> _Problem to solve_
All entries must be extracted exactly, with nothing added or dropped.

+-------+

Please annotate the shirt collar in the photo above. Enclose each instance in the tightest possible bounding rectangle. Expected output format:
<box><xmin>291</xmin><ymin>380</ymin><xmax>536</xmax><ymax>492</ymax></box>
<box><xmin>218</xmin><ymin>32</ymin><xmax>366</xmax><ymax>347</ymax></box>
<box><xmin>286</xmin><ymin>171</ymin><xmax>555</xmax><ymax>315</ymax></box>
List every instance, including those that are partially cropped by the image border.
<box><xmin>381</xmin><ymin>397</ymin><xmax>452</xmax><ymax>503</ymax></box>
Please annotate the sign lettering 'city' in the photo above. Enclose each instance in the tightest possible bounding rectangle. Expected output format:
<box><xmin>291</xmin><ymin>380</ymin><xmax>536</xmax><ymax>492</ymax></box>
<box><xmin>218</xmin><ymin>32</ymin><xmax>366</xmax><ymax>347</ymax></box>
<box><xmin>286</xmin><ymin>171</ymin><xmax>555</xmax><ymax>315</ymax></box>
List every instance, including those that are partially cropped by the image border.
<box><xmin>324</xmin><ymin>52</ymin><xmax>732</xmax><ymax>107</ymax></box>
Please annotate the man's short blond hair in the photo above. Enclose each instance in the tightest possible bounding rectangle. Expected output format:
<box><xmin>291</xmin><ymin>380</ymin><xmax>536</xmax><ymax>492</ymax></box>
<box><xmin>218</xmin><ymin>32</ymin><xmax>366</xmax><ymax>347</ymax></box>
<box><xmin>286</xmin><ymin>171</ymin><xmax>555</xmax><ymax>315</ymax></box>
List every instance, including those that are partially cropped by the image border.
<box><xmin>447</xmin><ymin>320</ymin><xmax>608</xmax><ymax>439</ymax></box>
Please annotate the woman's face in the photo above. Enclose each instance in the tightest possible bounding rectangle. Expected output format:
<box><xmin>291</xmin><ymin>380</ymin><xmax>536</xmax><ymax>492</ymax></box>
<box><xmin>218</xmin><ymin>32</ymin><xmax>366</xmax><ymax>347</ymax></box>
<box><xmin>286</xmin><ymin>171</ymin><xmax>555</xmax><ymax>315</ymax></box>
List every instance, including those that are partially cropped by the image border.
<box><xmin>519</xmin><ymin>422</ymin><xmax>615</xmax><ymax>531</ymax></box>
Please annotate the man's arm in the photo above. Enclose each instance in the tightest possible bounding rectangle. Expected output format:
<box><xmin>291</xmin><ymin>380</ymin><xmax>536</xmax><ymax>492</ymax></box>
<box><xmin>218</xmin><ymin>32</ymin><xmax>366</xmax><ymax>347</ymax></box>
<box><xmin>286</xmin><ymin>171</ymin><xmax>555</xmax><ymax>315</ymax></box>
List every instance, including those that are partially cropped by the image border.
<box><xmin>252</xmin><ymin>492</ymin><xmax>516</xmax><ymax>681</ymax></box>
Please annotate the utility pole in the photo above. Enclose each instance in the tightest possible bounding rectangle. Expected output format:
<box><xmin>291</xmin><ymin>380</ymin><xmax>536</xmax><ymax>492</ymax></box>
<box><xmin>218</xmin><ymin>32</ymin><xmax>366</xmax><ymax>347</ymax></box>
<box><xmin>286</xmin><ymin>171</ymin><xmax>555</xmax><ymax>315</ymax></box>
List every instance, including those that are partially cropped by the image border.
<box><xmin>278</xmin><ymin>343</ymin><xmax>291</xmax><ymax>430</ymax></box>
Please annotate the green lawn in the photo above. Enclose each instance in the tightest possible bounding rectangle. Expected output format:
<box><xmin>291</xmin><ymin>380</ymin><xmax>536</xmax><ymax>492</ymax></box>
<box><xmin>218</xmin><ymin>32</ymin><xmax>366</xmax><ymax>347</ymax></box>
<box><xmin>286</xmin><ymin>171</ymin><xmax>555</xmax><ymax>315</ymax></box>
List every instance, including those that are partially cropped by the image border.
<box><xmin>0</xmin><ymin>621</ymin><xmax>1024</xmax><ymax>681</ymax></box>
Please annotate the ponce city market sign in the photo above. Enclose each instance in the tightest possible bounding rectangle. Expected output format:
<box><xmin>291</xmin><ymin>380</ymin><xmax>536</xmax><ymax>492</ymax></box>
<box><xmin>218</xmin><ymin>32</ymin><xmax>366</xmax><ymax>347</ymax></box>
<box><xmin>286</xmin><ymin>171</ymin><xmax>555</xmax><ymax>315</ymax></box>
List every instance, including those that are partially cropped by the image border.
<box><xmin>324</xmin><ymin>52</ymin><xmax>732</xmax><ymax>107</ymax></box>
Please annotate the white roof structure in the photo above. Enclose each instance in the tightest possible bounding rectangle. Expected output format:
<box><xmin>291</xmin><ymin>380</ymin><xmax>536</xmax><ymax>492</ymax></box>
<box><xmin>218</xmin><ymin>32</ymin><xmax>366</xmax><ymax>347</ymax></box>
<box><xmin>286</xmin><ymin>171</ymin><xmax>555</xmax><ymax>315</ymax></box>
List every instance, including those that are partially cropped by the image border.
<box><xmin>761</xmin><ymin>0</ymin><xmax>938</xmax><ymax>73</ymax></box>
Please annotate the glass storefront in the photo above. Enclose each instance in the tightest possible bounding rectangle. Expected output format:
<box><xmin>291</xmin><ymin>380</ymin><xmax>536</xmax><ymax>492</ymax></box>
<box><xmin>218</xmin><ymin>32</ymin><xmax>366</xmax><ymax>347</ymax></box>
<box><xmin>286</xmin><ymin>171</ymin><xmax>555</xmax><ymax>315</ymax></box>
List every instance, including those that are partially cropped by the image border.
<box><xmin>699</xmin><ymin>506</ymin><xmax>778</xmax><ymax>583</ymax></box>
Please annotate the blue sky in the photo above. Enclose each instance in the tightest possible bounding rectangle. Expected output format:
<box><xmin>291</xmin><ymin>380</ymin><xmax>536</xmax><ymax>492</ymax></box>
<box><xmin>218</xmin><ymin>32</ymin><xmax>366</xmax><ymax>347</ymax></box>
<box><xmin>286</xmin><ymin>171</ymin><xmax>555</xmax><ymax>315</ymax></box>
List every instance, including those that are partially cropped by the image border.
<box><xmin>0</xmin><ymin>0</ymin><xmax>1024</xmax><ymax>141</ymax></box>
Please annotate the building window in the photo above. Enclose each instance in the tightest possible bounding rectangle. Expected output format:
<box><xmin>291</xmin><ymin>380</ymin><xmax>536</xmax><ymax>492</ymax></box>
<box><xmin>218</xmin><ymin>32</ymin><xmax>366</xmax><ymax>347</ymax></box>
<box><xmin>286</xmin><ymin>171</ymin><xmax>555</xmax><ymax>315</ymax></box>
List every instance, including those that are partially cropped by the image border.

+-------+

> _Finished task_
Please annotate the shirt collar in the photo above. Enclose each instance in the tightest possible bounding rectangle. Expected output format:
<box><xmin>291</xmin><ymin>380</ymin><xmax>536</xmax><ymax>492</ymax></box>
<box><xmin>218</xmin><ymin>32</ymin><xmax>366</xmax><ymax>347</ymax></box>
<box><xmin>286</xmin><ymin>171</ymin><xmax>555</xmax><ymax>315</ymax></box>
List every instance, including those that are partially cropped by the image border.
<box><xmin>381</xmin><ymin>397</ymin><xmax>452</xmax><ymax>503</ymax></box>
Please annotate the sign lettering 'city' in the photo above. Enclose each instance in the tightest possible bounding rectangle. Expected output format:
<box><xmin>291</xmin><ymin>380</ymin><xmax>536</xmax><ymax>492</ymax></box>
<box><xmin>218</xmin><ymin>32</ymin><xmax>366</xmax><ymax>347</ymax></box>
<box><xmin>286</xmin><ymin>171</ymin><xmax>555</xmax><ymax>315</ymax></box>
List every instance, including those that are partially cropped by the image border.
<box><xmin>324</xmin><ymin>52</ymin><xmax>732</xmax><ymax>107</ymax></box>
Please annotate the man's short blond hair in the photo above. Enclose each instance in the tightest possible bounding rectangle. Expected output format:
<box><xmin>291</xmin><ymin>380</ymin><xmax>536</xmax><ymax>492</ymax></box>
<box><xmin>218</xmin><ymin>32</ymin><xmax>366</xmax><ymax>347</ymax></box>
<box><xmin>286</xmin><ymin>171</ymin><xmax>555</xmax><ymax>315</ymax></box>
List every instance, including those that are partially cropped by the image border.
<box><xmin>447</xmin><ymin>320</ymin><xmax>608</xmax><ymax>439</ymax></box>
Please annotate the woman's face in the photo above. Enclose each instance in the tightest possible bounding rectangle. Expected output format:
<box><xmin>291</xmin><ymin>380</ymin><xmax>536</xmax><ymax>492</ymax></box>
<box><xmin>218</xmin><ymin>32</ymin><xmax>366</xmax><ymax>347</ymax></box>
<box><xmin>286</xmin><ymin>171</ymin><xmax>555</xmax><ymax>315</ymax></box>
List every instance, including those that are partially cropped by the image border.
<box><xmin>519</xmin><ymin>422</ymin><xmax>615</xmax><ymax>531</ymax></box>
Please annotate the man's arm in the photo above. Enclose each instance in the tightest possible bounding rectangle. Expected output format:
<box><xmin>291</xmin><ymin>380</ymin><xmax>536</xmax><ymax>492</ymax></box>
<box><xmin>218</xmin><ymin>32</ymin><xmax>366</xmax><ymax>347</ymax></box>
<box><xmin>286</xmin><ymin>171</ymin><xmax>555</xmax><ymax>315</ymax></box>
List every instance, including those that are partially cropped by the image border.
<box><xmin>252</xmin><ymin>492</ymin><xmax>516</xmax><ymax>681</ymax></box>
Please annotate the utility pole in the photo above. Enclose each instance in the tightest possible bounding rectangle. Expected output format:
<box><xmin>291</xmin><ymin>380</ymin><xmax>536</xmax><ymax>492</ymax></box>
<box><xmin>218</xmin><ymin>32</ymin><xmax>366</xmax><ymax>347</ymax></box>
<box><xmin>286</xmin><ymin>171</ymin><xmax>555</xmax><ymax>315</ymax></box>
List every instance, including those that are partially cropped by the image border.
<box><xmin>278</xmin><ymin>343</ymin><xmax>291</xmax><ymax>430</ymax></box>
Please annotate the green lawn in the photo above. Enclose each instance in the tightest possible bounding rectangle. Expected output format:
<box><xmin>291</xmin><ymin>380</ymin><xmax>536</xmax><ymax>492</ymax></box>
<box><xmin>218</xmin><ymin>32</ymin><xmax>366</xmax><ymax>347</ymax></box>
<box><xmin>286</xmin><ymin>171</ymin><xmax>555</xmax><ymax>315</ymax></box>
List every instance, including those that are partially cropped by the image border.
<box><xmin>0</xmin><ymin>621</ymin><xmax>1024</xmax><ymax>681</ymax></box>
Please annotate the ponce city market sign in the photo above. Enclose each instance in the tightest possible bounding rectangle. Expected output format:
<box><xmin>291</xmin><ymin>380</ymin><xmax>536</xmax><ymax>492</ymax></box>
<box><xmin>218</xmin><ymin>32</ymin><xmax>366</xmax><ymax>347</ymax></box>
<box><xmin>286</xmin><ymin>171</ymin><xmax>555</xmax><ymax>315</ymax></box>
List every instance, including those that are partially cropped by the image border.
<box><xmin>324</xmin><ymin>52</ymin><xmax>732</xmax><ymax>107</ymax></box>
Please annotate the white roof structure in the photo above. Enclose each instance in the tightest possible bounding rectangle. Expected output format:
<box><xmin>291</xmin><ymin>380</ymin><xmax>536</xmax><ymax>492</ymax></box>
<box><xmin>218</xmin><ymin>32</ymin><xmax>366</xmax><ymax>347</ymax></box>
<box><xmin>286</xmin><ymin>171</ymin><xmax>555</xmax><ymax>315</ymax></box>
List every instance, including those that are partially cropped by the image border.
<box><xmin>761</xmin><ymin>0</ymin><xmax>938</xmax><ymax>73</ymax></box>
Please annotate the glass storefront in the photo above. Enclose each instance in the tightest possible bounding rectangle. Expected output format:
<box><xmin>291</xmin><ymin>380</ymin><xmax>536</xmax><ymax>492</ymax></box>
<box><xmin>218</xmin><ymin>32</ymin><xmax>366</xmax><ymax>347</ymax></box>
<box><xmin>286</xmin><ymin>171</ymin><xmax>555</xmax><ymax>315</ymax></box>
List every instance, including those that are partially cropped by the image border.
<box><xmin>699</xmin><ymin>506</ymin><xmax>778</xmax><ymax>583</ymax></box>
Please annotate the blue sky in the photo above. Enclose each instance in the tightest possible bounding rectangle. Expected output format:
<box><xmin>291</xmin><ymin>380</ymin><xmax>536</xmax><ymax>492</ymax></box>
<box><xmin>218</xmin><ymin>32</ymin><xmax>366</xmax><ymax>347</ymax></box>
<box><xmin>286</xmin><ymin>171</ymin><xmax>555</xmax><ymax>315</ymax></box>
List every instance, including those that are partially cropped by the image border.
<box><xmin>0</xmin><ymin>0</ymin><xmax>1024</xmax><ymax>141</ymax></box>
Please annotate the building window in the photo above. Enclose each instance in the tightest possible bounding rectangle. Expected output format:
<box><xmin>291</xmin><ymin>380</ymin><xmax>536</xmax><ymax>492</ymax></box>
<box><xmin>218</xmin><ymin>32</ymin><xmax>366</xmax><ymax>347</ymax></box>
<box><xmin>286</xmin><ymin>171</ymin><xmax>555</xmax><ymax>315</ymax></box>
List every instance, including those that are partially cropped by the image border.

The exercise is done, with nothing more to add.